### What to produce:
In the material below, which lines hold the word "balloon"? Pick each one out.

### Data shown:
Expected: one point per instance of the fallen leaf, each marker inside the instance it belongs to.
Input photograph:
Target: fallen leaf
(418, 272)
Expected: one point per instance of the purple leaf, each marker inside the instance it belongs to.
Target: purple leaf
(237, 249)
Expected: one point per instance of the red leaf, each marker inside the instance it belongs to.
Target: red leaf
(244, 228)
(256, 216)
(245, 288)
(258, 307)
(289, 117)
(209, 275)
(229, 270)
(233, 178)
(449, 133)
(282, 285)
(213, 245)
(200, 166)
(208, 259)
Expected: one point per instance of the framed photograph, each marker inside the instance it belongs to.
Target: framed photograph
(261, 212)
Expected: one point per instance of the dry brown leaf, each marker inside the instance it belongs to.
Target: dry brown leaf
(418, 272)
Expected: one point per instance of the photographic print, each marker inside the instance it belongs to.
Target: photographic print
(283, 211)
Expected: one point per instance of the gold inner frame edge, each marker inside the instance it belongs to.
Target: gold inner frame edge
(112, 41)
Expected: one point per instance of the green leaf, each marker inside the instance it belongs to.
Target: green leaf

--

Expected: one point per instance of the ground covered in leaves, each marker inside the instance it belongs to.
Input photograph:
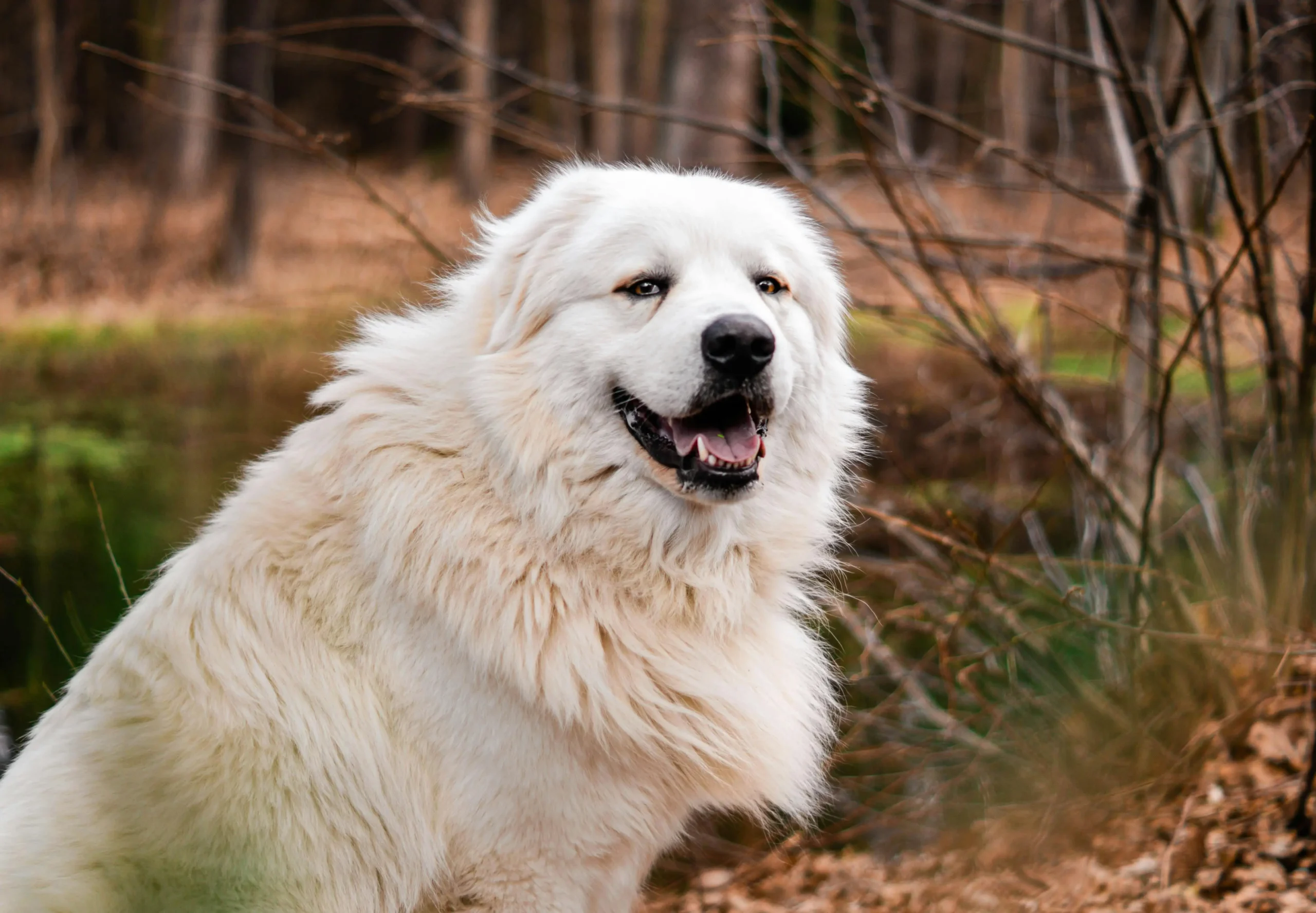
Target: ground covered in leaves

...

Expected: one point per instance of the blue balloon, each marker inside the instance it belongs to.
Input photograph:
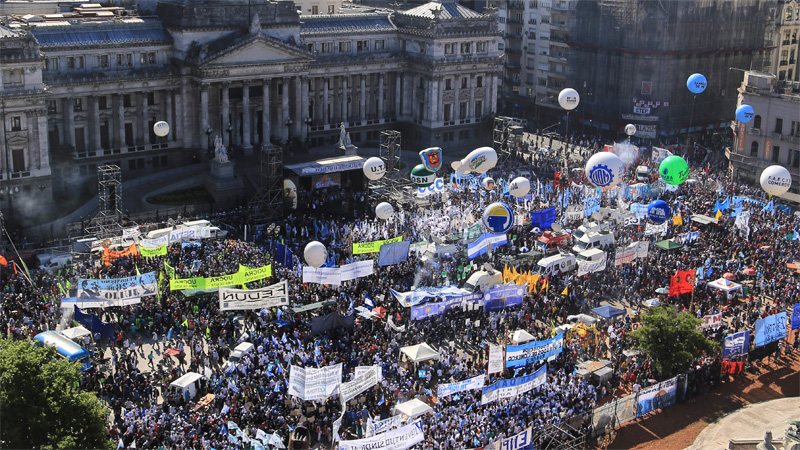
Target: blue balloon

### Output below:
Expected: one point per instance of the blue balloon, each marker inside the instance it belongs to.
Target: blue balloon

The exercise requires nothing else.